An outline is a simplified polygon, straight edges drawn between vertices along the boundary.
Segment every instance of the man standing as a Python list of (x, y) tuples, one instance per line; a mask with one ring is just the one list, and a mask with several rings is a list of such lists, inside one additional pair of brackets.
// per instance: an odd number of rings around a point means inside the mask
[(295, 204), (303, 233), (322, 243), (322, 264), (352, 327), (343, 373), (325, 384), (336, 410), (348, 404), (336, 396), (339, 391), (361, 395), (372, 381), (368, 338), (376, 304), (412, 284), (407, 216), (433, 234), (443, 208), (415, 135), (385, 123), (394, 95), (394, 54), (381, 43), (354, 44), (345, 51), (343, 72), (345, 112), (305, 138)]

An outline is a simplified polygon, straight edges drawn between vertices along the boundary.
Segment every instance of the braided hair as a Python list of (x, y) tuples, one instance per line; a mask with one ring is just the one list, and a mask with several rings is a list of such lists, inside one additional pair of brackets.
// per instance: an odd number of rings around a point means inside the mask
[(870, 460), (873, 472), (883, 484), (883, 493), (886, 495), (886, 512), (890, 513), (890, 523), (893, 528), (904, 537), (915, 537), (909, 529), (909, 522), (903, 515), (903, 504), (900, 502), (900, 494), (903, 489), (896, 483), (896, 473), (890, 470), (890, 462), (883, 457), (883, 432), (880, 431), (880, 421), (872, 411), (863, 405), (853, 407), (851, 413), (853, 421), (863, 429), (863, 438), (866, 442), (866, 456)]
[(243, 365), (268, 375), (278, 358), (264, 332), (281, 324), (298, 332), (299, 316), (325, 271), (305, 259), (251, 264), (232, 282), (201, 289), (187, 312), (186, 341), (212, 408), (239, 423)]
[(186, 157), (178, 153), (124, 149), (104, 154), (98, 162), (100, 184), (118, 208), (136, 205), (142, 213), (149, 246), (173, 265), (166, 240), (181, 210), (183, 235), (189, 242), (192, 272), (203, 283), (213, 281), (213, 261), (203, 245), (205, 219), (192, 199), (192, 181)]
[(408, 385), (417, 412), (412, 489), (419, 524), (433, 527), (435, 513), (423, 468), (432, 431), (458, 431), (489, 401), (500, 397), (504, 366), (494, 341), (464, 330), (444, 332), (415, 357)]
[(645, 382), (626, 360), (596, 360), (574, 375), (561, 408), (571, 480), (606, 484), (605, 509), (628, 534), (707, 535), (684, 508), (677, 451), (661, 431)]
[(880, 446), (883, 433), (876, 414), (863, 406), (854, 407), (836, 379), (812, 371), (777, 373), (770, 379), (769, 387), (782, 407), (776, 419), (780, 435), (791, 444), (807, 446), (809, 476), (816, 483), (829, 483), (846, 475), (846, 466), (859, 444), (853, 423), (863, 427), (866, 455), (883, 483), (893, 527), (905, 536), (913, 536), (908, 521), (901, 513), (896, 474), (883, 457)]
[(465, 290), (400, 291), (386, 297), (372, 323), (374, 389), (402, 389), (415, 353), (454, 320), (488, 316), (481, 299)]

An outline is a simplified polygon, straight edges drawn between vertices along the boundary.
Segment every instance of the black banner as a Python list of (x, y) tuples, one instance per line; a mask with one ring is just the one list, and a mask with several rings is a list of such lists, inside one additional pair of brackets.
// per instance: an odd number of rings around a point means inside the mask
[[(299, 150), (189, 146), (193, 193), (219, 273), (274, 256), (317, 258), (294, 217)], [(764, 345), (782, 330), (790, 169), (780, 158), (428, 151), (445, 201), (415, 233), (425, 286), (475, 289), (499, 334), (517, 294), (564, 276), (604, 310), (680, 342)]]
^^^^
◆ Task prompt: Rescale the stretch from the first line through the line containing "112), (305, 138)]", both ends included, and reproduce each of those lines, requests and all. Multiply every coordinate in the answers by 1.25 and round it to a whole number, with halves rounding up.

◆ Solution to this problem:
An outline is a simplified polygon, straight edges drawn between vertices along the boundary.
Segment every instance of the man standing as a Python list of (x, y) tuples, one instance per line; a mask with one ring is just the one list, and a mask with several rings is a list of such lists, inside one additional pair of brackets.
// per instance: an odd number of rings around a point means inside the mask
[(369, 255), (379, 291), (403, 304), (403, 330), (440, 409), (429, 466), (406, 480), (420, 513), (435, 505), (420, 495), (424, 489), (451, 494), (465, 476), (460, 423), (470, 380), (515, 355), (509, 270), (541, 293), (554, 260), (519, 169), (481, 154), (493, 119), (493, 68), (476, 54), (443, 55), (431, 64), (429, 90), (431, 140), (381, 173)]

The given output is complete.